(Beginning of Records to process)

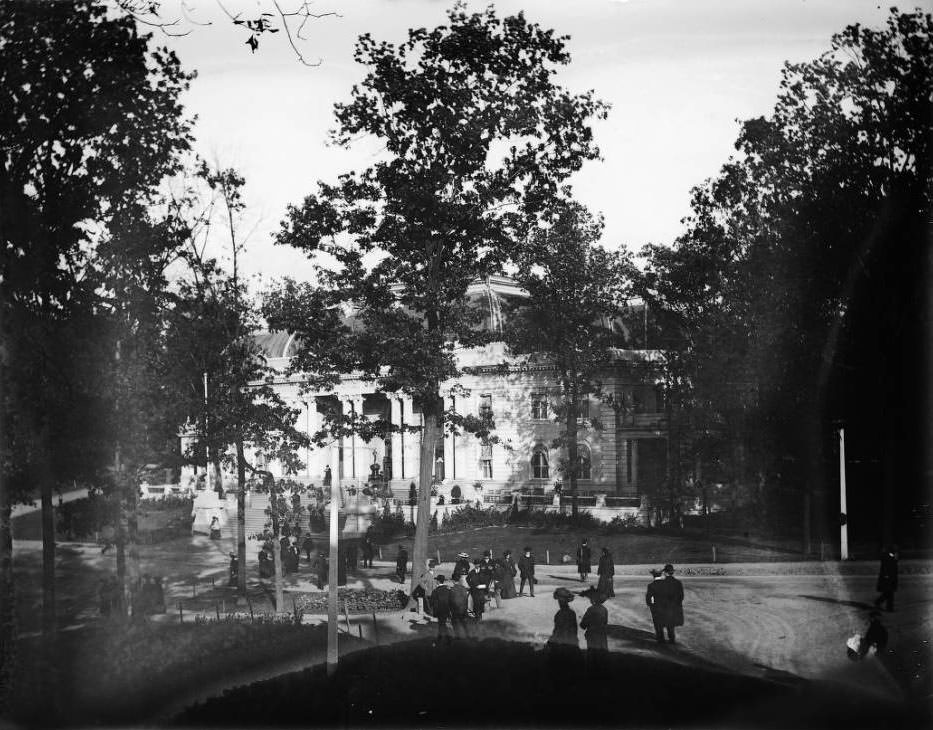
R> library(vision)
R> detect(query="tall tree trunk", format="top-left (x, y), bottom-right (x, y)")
top-left (0, 479), bottom-right (13, 715)
top-left (38, 432), bottom-right (55, 637)
top-left (114, 457), bottom-right (126, 617)
top-left (269, 480), bottom-right (284, 614)
top-left (411, 393), bottom-right (441, 593)
top-left (235, 438), bottom-right (247, 595)
top-left (126, 472), bottom-right (139, 615)
top-left (37, 425), bottom-right (59, 720)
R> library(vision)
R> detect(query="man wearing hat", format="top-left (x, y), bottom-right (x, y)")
top-left (576, 539), bottom-right (592, 582)
top-left (518, 546), bottom-right (535, 597)
top-left (395, 544), bottom-right (408, 584)
top-left (645, 568), bottom-right (666, 642)
top-left (658, 563), bottom-right (685, 643)
top-left (467, 557), bottom-right (491, 622)
top-left (431, 575), bottom-right (453, 646)
top-left (449, 574), bottom-right (471, 639)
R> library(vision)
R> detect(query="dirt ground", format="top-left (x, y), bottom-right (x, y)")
top-left (9, 525), bottom-right (932, 725)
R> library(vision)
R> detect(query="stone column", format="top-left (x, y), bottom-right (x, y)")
top-left (390, 396), bottom-right (403, 482)
top-left (401, 395), bottom-right (418, 487)
top-left (307, 399), bottom-right (321, 482)
top-left (350, 395), bottom-right (365, 483)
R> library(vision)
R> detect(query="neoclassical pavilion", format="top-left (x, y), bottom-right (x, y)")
top-left (232, 276), bottom-right (670, 508)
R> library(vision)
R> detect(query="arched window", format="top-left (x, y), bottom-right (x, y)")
top-left (531, 447), bottom-right (549, 479)
top-left (576, 445), bottom-right (592, 480)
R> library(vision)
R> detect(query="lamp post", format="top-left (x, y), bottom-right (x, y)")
top-left (838, 426), bottom-right (849, 560)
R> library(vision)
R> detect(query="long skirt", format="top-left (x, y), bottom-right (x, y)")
top-left (501, 575), bottom-right (517, 599)
top-left (597, 574), bottom-right (614, 598)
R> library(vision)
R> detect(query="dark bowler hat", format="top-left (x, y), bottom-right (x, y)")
top-left (650, 568), bottom-right (662, 577)
top-left (552, 587), bottom-right (575, 601)
top-left (436, 575), bottom-right (447, 583)
top-left (663, 563), bottom-right (675, 573)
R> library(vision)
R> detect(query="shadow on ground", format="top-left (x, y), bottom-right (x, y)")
top-left (172, 638), bottom-right (924, 729)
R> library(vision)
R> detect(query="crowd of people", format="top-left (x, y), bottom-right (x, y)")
top-left (395, 538), bottom-right (687, 655)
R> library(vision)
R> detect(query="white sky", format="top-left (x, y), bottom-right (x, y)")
top-left (156, 0), bottom-right (897, 285)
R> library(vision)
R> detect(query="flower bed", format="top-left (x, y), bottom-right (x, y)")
top-left (294, 588), bottom-right (408, 614)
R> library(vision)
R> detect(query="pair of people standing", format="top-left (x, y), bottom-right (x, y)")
top-left (577, 540), bottom-right (616, 599)
top-left (645, 563), bottom-right (684, 643)
top-left (548, 585), bottom-right (609, 673)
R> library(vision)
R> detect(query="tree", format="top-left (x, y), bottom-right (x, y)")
top-left (635, 7), bottom-right (931, 549)
top-left (0, 0), bottom-right (193, 709)
top-left (115, 0), bottom-right (339, 64)
top-left (503, 200), bottom-right (631, 516)
top-left (164, 164), bottom-right (307, 601)
top-left (266, 3), bottom-right (607, 589)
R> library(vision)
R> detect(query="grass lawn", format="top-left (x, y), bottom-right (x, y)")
top-left (422, 525), bottom-right (799, 566)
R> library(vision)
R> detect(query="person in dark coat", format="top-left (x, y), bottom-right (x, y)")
top-left (518, 547), bottom-right (535, 597)
top-left (645, 568), bottom-right (666, 642)
top-left (209, 516), bottom-right (222, 540)
top-left (361, 535), bottom-right (374, 568)
top-left (312, 552), bottom-right (328, 590)
top-left (597, 547), bottom-right (615, 598)
top-left (548, 587), bottom-right (579, 648)
top-left (658, 563), bottom-right (685, 642)
top-left (863, 610), bottom-right (889, 654)
top-left (228, 552), bottom-right (239, 587)
top-left (449, 575), bottom-right (471, 639)
top-left (466, 558), bottom-right (489, 621)
top-left (579, 586), bottom-right (609, 674)
top-left (452, 551), bottom-right (471, 582)
top-left (395, 544), bottom-right (408, 583)
top-left (874, 545), bottom-right (899, 612)
top-left (576, 539), bottom-right (592, 582)
top-left (431, 575), bottom-right (453, 646)
top-left (301, 536), bottom-right (315, 562)
top-left (258, 548), bottom-right (274, 579)
top-left (323, 465), bottom-right (332, 486)
top-left (500, 550), bottom-right (518, 599)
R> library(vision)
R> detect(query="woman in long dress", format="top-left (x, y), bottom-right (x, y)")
top-left (500, 549), bottom-right (518, 599)
top-left (597, 547), bottom-right (615, 598)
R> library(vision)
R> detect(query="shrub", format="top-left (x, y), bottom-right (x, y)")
top-left (368, 511), bottom-right (406, 543)
top-left (436, 505), bottom-right (507, 532)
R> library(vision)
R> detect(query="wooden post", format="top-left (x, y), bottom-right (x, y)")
top-left (436, 548), bottom-right (441, 564)
top-left (372, 610), bottom-right (379, 646)
top-left (358, 624), bottom-right (363, 639)
top-left (178, 602), bottom-right (183, 623)
top-left (379, 546), bottom-right (383, 560)
top-left (343, 601), bottom-right (352, 634)
top-left (712, 546), bottom-right (717, 563)
top-left (546, 549), bottom-right (550, 565)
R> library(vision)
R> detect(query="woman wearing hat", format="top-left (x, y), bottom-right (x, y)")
top-left (548, 587), bottom-right (579, 648)
top-left (579, 586), bottom-right (609, 674)
top-left (452, 551), bottom-right (471, 582)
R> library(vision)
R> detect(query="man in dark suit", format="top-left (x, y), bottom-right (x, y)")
top-left (449, 575), bottom-right (470, 639)
top-left (518, 547), bottom-right (535, 597)
top-left (874, 545), bottom-right (899, 612)
top-left (467, 558), bottom-right (489, 621)
top-left (645, 568), bottom-right (666, 642)
top-left (658, 563), bottom-right (684, 643)
top-left (431, 575), bottom-right (453, 646)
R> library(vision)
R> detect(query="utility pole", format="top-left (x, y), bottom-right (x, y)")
top-left (327, 483), bottom-right (339, 676)
top-left (839, 426), bottom-right (849, 560)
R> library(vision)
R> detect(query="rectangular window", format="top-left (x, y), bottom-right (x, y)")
top-left (479, 394), bottom-right (493, 419)
top-left (626, 440), bottom-right (633, 484)
top-left (531, 392), bottom-right (548, 420)
top-left (577, 396), bottom-right (590, 419)
top-left (480, 441), bottom-right (493, 479)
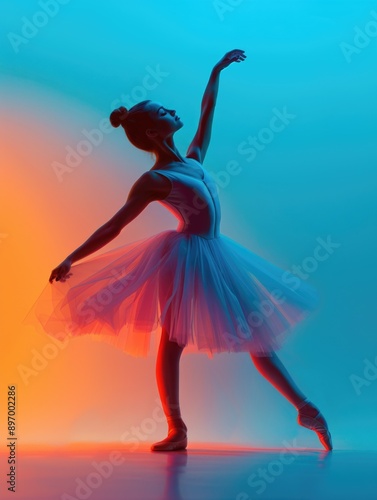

(End of Records to process)

● To do: Pictures stay out; the entries above are to be output exactly as given.

● Answer to the problem:
R> library(vision)
R> detect(query="tall tree trunk", format="top-left (x, y), bottom-right (x, y)")
top-left (0, 479), bottom-right (13, 715)
top-left (38, 432), bottom-right (55, 637)
top-left (114, 457), bottom-right (126, 617)
top-left (269, 480), bottom-right (284, 614)
top-left (411, 393), bottom-right (441, 593)
top-left (235, 438), bottom-right (247, 595)
top-left (126, 472), bottom-right (139, 615)
top-left (37, 425), bottom-right (59, 720)
R> library(vision)
R> detect(query="man wearing hat", format="top-left (x, y), bottom-right (x, y)")
top-left (576, 539), bottom-right (592, 582)
top-left (518, 546), bottom-right (535, 597)
top-left (395, 544), bottom-right (408, 584)
top-left (645, 568), bottom-right (666, 642)
top-left (658, 563), bottom-right (685, 643)
top-left (467, 557), bottom-right (491, 622)
top-left (431, 575), bottom-right (453, 646)
top-left (449, 574), bottom-right (471, 639)
R> library(vision)
R> detect(query="dirt ground", format="top-left (x, y), bottom-right (x, y)")
top-left (9, 525), bottom-right (932, 725)
R> library(vision)
R> detect(query="stone column", format="top-left (x, y), bottom-right (x, y)")
top-left (390, 396), bottom-right (403, 482)
top-left (401, 395), bottom-right (418, 487)
top-left (307, 399), bottom-right (321, 482)
top-left (350, 395), bottom-right (365, 483)
R> library(vision)
R> detect(query="neoclassical pavilion", format="top-left (x, y), bottom-right (x, y)")
top-left (232, 276), bottom-right (670, 508)
R> library(vision)
R> detect(query="arched window", format="top-left (x, y), bottom-right (x, y)")
top-left (531, 447), bottom-right (549, 479)
top-left (576, 445), bottom-right (592, 480)
R> library(vision)
R> detect(query="lamp post", format="top-left (x, y), bottom-right (x, y)")
top-left (838, 426), bottom-right (849, 560)
R> library(vision)
R> detect(query="long skirt", format="top-left (x, y), bottom-right (x, y)")
top-left (501, 575), bottom-right (517, 599)
top-left (597, 574), bottom-right (614, 598)
R> library(vision)
R> detect(query="dark bowler hat", format="top-left (x, y), bottom-right (x, y)")
top-left (650, 568), bottom-right (662, 577)
top-left (552, 587), bottom-right (575, 601)
top-left (436, 575), bottom-right (447, 583)
top-left (663, 563), bottom-right (675, 573)
R> library(vision)
R> detect(query="shadow on ground", format="top-left (x, y), bottom-right (x, y)")
top-left (172, 638), bottom-right (924, 729)
R> library(vision)
R> detect(query="crowd of people", format="top-left (x, y), bottom-right (x, y)")
top-left (395, 538), bottom-right (687, 655)
R> library(vision)
R> detect(query="white sky", format="top-left (x, y), bottom-right (x, y)")
top-left (156, 0), bottom-right (897, 285)
R> library(vision)
R> detect(query="flower bed", format="top-left (x, y), bottom-right (x, y)")
top-left (294, 588), bottom-right (408, 614)
R> library(vision)
R> detect(query="pair of people standing", format="top-left (x, y), bottom-right (x, y)")
top-left (577, 540), bottom-right (616, 599)
top-left (645, 563), bottom-right (684, 643)
top-left (548, 585), bottom-right (609, 673)
R> library(vision)
R> detect(query="tree", format="top-left (x, y), bottom-right (x, y)")
top-left (635, 7), bottom-right (931, 549)
top-left (0, 0), bottom-right (193, 709)
top-left (115, 0), bottom-right (339, 64)
top-left (503, 200), bottom-right (631, 516)
top-left (164, 164), bottom-right (307, 601)
top-left (266, 3), bottom-right (607, 589)
R> library(vision)
R> detect(query="grass lawn", format="top-left (x, y), bottom-right (x, y)")
top-left (422, 525), bottom-right (799, 566)
R> library(vision)
R> detect(query="person in dark coat", format="top-left (x, y), bottom-right (x, y)")
top-left (518, 547), bottom-right (535, 597)
top-left (645, 568), bottom-right (666, 642)
top-left (209, 516), bottom-right (222, 540)
top-left (361, 535), bottom-right (374, 568)
top-left (312, 552), bottom-right (328, 590)
top-left (597, 547), bottom-right (615, 598)
top-left (548, 587), bottom-right (579, 648)
top-left (658, 563), bottom-right (685, 642)
top-left (863, 610), bottom-right (889, 654)
top-left (228, 552), bottom-right (239, 587)
top-left (449, 575), bottom-right (471, 639)
top-left (466, 558), bottom-right (489, 621)
top-left (579, 586), bottom-right (609, 674)
top-left (452, 551), bottom-right (471, 582)
top-left (395, 544), bottom-right (408, 583)
top-left (874, 545), bottom-right (899, 612)
top-left (576, 539), bottom-right (592, 582)
top-left (431, 575), bottom-right (453, 646)
top-left (301, 536), bottom-right (315, 562)
top-left (258, 548), bottom-right (274, 579)
top-left (323, 465), bottom-right (332, 486)
top-left (500, 550), bottom-right (518, 599)
R> library(vision)
R> detect(query="woman in long dress", format="top-left (x, y), bottom-right (x, y)")
top-left (500, 549), bottom-right (518, 599)
top-left (597, 547), bottom-right (615, 598)
R> library(vision)
R> detect(query="shrub", format="top-left (x, y), bottom-right (x, y)")
top-left (368, 511), bottom-right (406, 543)
top-left (436, 505), bottom-right (507, 532)
R> library(vision)
R> detect(query="wooden post", format="top-left (x, y), bottom-right (x, y)")
top-left (436, 548), bottom-right (441, 564)
top-left (372, 610), bottom-right (379, 646)
top-left (358, 624), bottom-right (363, 639)
top-left (178, 602), bottom-right (183, 623)
top-left (379, 546), bottom-right (383, 560)
top-left (343, 601), bottom-right (352, 634)
top-left (712, 546), bottom-right (717, 563)
top-left (546, 549), bottom-right (550, 565)
R> library(vision)
R> detect(query="woman wearing hat", format="top-left (x, y), bottom-right (x, y)")
top-left (548, 587), bottom-right (579, 648)
top-left (579, 586), bottom-right (609, 674)
top-left (452, 551), bottom-right (471, 582)
R> library(vision)
R> detect(query="man in dark suit", format="top-left (x, y), bottom-right (x, y)")
top-left (449, 575), bottom-right (470, 639)
top-left (518, 547), bottom-right (535, 597)
top-left (874, 545), bottom-right (899, 612)
top-left (467, 558), bottom-right (489, 621)
top-left (645, 568), bottom-right (666, 642)
top-left (658, 563), bottom-right (684, 643)
top-left (431, 575), bottom-right (453, 646)
R> library(vision)
R> detect(query="utility pole", format="top-left (x, y), bottom-right (x, y)")
top-left (327, 483), bottom-right (339, 676)
top-left (839, 426), bottom-right (849, 560)
R> library(vision)
R> detect(query="rectangular window", format="top-left (x, y), bottom-right (x, y)")
top-left (479, 394), bottom-right (493, 419)
top-left (626, 440), bottom-right (633, 484)
top-left (531, 392), bottom-right (548, 420)
top-left (577, 396), bottom-right (590, 419)
top-left (480, 441), bottom-right (493, 479)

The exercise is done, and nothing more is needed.